TU TAREA => ¿Puedes escribir la continuación del texto sobre el béisbol en el Puerto Rico de 1965, empezando justo después de su última oración?

TEXTO DEL DOCUMENTO =>
————————

“La cortó Tito, ahí va el Gemini, lo conozco, la va a donquear, la va a donquear… la donqueóóóó.” — Manuel Rivera Morales
Era el año 1965, la guerra de Vietnam estaba en todo su apogeo haciendo estragos entre los soldados boricuas, y mientras tanto acá, en nuestra Isla, el béisbol era el deporte rey y todos nosotros teníamos un primo o prima “newyorican”.
Así los llamábamos, con una mezcla de desdén, misterio y admiración a esos primos propensos a la hipérbole, hablándonos de los rascacielos que rozaban el sol, del “subway” que los llevaba a todos sitios, de la marihuana y de la salsa que empezaba a despuntar. Todo eso y un poco más de lo que el gran Andy y el Gran Combo describirían 10 años después en la canción “Un verano en Nueva York.”
Era la época en que nuestros parques de béisbol se abarrotaban; quien fue —como yo— a un juego del City Champ en el Bithorn, entre San Juan y Santurce, nunca lo olvidará.
Al otro lado del mar, Clemente y Cepeda hacían de las suyas. En 1965 Clemente ganó su tercer título de bateo y su quinto Guante de Oro consecutivo; preámbulo de su premio al más valioso en 1966. El hijo de Perucho, no se quedó atrás y amasó el mismo premio en 1967.

————————

DATOS REGISTRADOS =>

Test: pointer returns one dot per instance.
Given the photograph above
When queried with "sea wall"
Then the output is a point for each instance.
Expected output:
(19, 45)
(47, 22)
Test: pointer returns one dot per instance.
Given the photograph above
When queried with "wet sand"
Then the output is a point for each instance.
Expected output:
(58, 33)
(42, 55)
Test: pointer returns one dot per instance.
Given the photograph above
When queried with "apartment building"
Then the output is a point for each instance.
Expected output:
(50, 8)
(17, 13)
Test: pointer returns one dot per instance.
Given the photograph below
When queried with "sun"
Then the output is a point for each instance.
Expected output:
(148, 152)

————————

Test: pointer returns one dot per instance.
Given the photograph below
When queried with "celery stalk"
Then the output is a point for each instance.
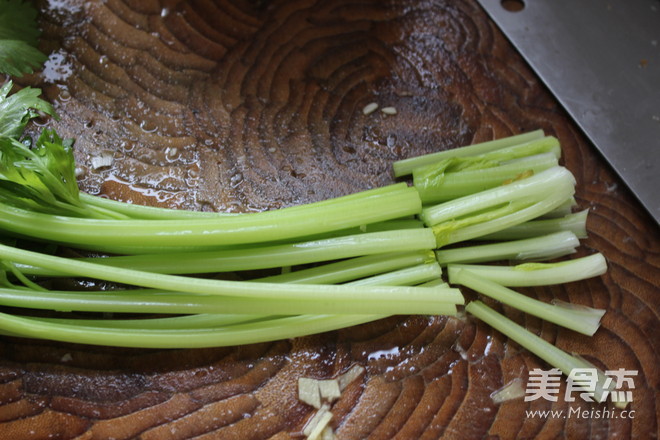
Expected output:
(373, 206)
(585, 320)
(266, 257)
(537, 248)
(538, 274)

————————

RESPUESTA =>
Mientras tanto, se jugaba la temporada número 36 de la Liga de Baloncesto Superior, una de las más antiguas del mundo. Liga dominada en esos momentos por los Leones de Pachín Vicéns, campeones del ‘64, que se agenciaron en el ‘65 el segundo de tres campeonatos consecutivos en esa década.
Ya nuestro baloncesto empezaba a demostrar internacionalmente de lo que era capaz, logrando el cuarto lugar en las olimpiadas de Tokio, comandados por Teo, Pachín, Johnny Báez, Caco y Alberto Zamot, entre otros. Localmente, se jugaba en dos escenarios completamente diferentes: en parques de béisbol —amplios pero distantes para un juego tan dinámico— y en las canchas de pueblo, homenaje a la claustrofobia deportiva, ollas de presión pueblerina, campos de guerra para el equipo visitante.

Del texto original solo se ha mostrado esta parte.